INSTRUCTIONS FOR THE TASK:
In the stretch from the line containing "Note: for this drill, pin each instance of the classroom" through the end of the records, switch "wooden" to "metal" and give those lines back with nothing else altered.

Entries taken from a collection:
= = =

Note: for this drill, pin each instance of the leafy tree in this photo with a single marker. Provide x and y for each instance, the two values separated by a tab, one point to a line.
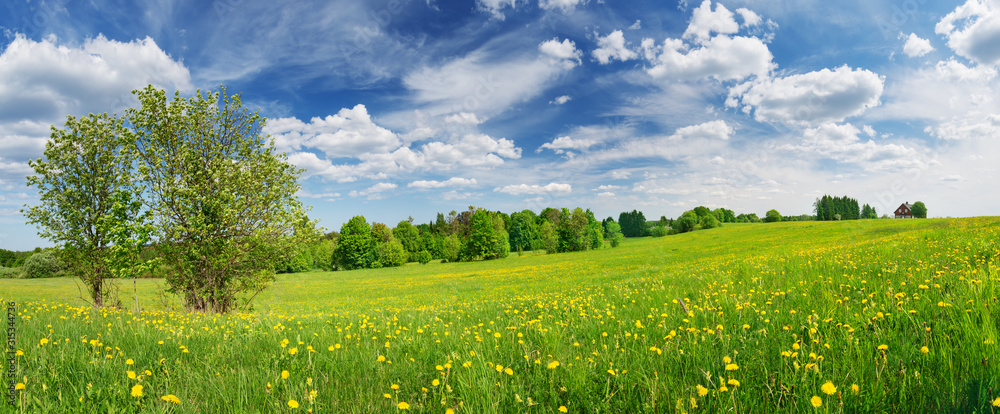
687	221
223	196
614	233
85	164
44	264
408	236
772	216
550	239
356	247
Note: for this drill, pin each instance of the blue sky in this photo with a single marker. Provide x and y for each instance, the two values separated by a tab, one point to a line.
409	108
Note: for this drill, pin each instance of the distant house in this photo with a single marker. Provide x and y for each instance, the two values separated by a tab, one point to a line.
904	211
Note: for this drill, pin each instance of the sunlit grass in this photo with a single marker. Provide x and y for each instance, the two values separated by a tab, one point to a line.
862	316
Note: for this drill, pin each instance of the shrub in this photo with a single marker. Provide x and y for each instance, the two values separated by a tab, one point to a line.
44	264
10	272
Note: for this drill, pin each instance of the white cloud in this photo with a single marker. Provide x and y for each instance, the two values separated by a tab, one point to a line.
811	98
561	100
495	7
562	53
710	130
374	192
972	30
916	46
611	47
348	134
561	144
520	189
722	58
749	17
704	22
841	143
451	182
564	5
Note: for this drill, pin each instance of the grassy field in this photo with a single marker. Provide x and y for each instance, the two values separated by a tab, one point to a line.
862	316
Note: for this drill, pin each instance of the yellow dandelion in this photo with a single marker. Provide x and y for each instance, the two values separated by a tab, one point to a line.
170	398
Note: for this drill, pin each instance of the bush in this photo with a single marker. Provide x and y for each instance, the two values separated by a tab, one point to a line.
422	256
44	264
10	272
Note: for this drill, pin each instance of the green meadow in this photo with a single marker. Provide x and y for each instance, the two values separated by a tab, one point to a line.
854	316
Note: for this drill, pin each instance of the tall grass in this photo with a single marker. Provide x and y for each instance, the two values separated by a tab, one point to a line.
896	315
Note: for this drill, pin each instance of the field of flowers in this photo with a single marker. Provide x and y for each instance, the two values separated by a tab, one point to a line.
860	316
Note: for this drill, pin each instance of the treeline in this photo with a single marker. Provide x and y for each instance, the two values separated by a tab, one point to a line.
841	208
475	234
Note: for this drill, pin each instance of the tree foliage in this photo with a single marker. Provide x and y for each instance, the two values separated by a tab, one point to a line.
223	197
85	164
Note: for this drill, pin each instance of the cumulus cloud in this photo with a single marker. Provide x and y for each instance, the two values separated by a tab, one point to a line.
348	134
561	100
564	5
520	189
840	142
451	182
710	130
972	30
722	58
811	98
705	21
916	46
374	192
612	47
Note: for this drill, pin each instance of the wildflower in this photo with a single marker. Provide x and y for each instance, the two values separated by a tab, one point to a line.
170	398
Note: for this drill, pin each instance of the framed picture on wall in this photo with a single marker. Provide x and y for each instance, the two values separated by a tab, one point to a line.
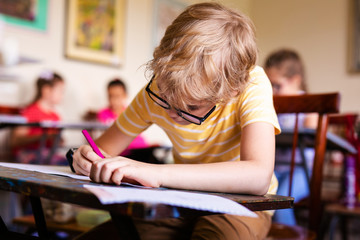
355	49
165	11
25	13
95	31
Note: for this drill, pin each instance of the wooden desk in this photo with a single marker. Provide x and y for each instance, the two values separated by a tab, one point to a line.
11	121
65	189
307	139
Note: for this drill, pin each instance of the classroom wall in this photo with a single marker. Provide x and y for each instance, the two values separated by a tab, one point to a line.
86	82
319	31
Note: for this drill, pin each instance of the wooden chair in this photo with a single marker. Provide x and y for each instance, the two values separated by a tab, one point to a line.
322	104
342	210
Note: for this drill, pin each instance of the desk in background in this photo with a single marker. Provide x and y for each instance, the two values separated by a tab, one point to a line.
65	189
11	121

= = =

TASK SOLUTION:
Note: for this drill, pin each instance of the classroom wall in this photo with a single marker. Provide x and y for each instance, the two values separated by a tab, one point to a line.
86	82
319	31
Note: for this drill, pin each instance of the metal chair in this photo with a single marker. Provide x and y for each instance, the two values separated by a tab, one point to a line.
322	104
342	210
Note: for this drill, pin each instance of the desk in background in this photo with a single marker. Provide x and y for each instance, the two values separated by a tab, one point to a line.
65	189
11	121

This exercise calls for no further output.